TASK TO CARRY OUT: Output the lines from the one containing "In the picture above, where can the white ceramic" through the last line of the items below as a JSON list of strings, one string per line and no blank lines.
-- start of INFORMATION GIVEN --
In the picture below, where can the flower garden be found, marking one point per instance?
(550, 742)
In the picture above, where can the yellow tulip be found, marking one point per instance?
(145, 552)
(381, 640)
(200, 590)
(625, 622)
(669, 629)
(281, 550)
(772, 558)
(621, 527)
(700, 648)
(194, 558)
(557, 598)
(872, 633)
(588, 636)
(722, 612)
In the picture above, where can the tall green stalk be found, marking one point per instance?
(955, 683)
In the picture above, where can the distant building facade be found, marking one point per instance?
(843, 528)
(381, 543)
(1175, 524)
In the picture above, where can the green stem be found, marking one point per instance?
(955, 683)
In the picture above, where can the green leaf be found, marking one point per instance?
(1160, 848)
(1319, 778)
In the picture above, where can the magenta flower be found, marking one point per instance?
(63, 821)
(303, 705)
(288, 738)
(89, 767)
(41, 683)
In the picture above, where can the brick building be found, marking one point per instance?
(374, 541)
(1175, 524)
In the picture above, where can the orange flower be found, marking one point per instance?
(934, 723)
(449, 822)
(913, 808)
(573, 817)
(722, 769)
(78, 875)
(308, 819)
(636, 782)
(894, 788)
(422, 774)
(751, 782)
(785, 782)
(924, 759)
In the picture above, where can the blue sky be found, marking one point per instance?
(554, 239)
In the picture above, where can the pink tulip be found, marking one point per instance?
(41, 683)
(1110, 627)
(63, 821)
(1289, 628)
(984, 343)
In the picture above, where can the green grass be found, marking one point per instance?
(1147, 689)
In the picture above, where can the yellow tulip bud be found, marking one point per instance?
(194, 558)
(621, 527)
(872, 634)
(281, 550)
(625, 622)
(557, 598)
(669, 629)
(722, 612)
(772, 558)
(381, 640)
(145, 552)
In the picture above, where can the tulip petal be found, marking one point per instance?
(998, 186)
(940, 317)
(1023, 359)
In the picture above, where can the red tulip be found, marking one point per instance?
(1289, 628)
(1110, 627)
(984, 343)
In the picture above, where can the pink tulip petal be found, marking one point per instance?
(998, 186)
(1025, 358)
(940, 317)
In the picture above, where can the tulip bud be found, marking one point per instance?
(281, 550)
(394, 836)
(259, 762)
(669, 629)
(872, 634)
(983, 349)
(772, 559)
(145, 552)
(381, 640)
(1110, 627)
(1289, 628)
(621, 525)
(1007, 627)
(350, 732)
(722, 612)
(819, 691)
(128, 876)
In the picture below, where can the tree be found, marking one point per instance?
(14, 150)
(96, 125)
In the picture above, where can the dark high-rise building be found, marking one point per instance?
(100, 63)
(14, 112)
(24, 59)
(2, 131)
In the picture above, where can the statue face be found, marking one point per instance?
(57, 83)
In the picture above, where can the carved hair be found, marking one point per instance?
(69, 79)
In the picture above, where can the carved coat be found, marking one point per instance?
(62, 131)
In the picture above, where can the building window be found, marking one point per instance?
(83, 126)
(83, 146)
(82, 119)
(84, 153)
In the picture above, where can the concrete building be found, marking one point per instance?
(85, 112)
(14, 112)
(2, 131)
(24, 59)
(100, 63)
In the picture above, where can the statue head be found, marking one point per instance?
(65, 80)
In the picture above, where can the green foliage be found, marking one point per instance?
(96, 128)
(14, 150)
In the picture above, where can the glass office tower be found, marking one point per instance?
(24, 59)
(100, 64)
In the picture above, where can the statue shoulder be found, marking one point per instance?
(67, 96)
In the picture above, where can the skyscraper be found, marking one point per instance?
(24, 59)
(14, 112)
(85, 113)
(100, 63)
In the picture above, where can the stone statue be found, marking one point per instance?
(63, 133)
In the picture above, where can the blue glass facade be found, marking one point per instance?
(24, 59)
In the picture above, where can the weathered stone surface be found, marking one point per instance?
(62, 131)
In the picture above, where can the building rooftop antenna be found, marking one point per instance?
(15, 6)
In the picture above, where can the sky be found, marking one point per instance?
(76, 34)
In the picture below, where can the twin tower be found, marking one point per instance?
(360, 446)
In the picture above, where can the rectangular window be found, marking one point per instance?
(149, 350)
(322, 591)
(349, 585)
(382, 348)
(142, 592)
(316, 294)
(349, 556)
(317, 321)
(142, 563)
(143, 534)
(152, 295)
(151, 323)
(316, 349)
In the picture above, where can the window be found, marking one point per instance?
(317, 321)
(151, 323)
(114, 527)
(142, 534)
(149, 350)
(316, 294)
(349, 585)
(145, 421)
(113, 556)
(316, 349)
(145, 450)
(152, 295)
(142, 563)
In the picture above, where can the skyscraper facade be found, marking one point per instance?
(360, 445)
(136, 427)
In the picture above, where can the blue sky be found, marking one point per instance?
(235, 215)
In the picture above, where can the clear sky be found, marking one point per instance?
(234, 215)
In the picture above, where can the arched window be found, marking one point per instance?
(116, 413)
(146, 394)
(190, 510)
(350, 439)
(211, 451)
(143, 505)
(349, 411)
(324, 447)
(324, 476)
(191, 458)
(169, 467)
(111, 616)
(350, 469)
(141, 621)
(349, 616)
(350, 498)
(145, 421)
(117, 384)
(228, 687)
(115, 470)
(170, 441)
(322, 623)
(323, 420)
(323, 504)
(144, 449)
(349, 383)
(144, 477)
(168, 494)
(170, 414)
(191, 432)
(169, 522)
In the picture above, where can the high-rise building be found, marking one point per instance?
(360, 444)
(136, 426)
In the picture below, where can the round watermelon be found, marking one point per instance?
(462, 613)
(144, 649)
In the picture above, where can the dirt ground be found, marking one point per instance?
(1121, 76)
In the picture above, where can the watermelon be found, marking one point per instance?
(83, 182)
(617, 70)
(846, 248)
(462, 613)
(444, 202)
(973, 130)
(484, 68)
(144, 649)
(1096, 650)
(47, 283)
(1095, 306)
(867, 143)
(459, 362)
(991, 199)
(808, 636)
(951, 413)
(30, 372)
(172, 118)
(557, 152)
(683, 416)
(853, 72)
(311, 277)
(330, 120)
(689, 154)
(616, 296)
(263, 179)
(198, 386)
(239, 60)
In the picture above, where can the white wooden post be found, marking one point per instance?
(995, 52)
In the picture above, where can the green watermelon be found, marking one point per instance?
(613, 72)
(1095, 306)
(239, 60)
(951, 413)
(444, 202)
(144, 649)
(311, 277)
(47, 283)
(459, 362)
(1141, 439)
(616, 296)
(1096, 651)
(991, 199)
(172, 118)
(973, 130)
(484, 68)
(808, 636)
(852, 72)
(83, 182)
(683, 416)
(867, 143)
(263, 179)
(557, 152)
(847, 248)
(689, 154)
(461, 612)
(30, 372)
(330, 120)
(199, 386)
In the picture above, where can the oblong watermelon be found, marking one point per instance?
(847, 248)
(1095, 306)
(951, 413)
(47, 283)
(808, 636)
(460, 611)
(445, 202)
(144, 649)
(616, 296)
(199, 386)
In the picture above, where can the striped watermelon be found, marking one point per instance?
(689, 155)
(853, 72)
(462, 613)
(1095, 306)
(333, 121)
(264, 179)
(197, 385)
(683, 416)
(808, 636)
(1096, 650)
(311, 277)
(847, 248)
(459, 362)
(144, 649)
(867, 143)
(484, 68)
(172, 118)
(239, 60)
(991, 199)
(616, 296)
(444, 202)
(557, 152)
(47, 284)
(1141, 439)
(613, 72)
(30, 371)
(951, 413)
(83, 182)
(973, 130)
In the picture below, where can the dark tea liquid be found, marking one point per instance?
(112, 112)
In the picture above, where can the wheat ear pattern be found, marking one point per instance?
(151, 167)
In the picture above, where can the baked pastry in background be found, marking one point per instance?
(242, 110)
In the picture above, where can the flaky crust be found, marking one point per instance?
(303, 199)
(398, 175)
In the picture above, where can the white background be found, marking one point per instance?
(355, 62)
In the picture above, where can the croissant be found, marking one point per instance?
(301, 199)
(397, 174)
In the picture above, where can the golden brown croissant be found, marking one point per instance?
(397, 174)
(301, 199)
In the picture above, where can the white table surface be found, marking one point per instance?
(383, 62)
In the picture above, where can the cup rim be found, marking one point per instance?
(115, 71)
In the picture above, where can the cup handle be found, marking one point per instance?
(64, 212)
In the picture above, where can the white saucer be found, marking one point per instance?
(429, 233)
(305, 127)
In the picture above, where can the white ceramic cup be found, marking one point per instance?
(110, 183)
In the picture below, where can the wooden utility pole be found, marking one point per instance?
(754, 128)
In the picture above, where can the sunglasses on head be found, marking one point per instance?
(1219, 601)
-- end of INFORMATION GIVEN --
WRITTEN ANSWER:
[
  "In the picture above, where can the white ceramic cup be found, marking one point per instance?",
  "(110, 183)",
  "In the picture below, where can the wooden utility pole be found, marking one point per instance?",
  "(754, 128)",
  "In the picture above, where can the sunglasses on head be found, marking one point per instance?",
  "(1219, 601)"
]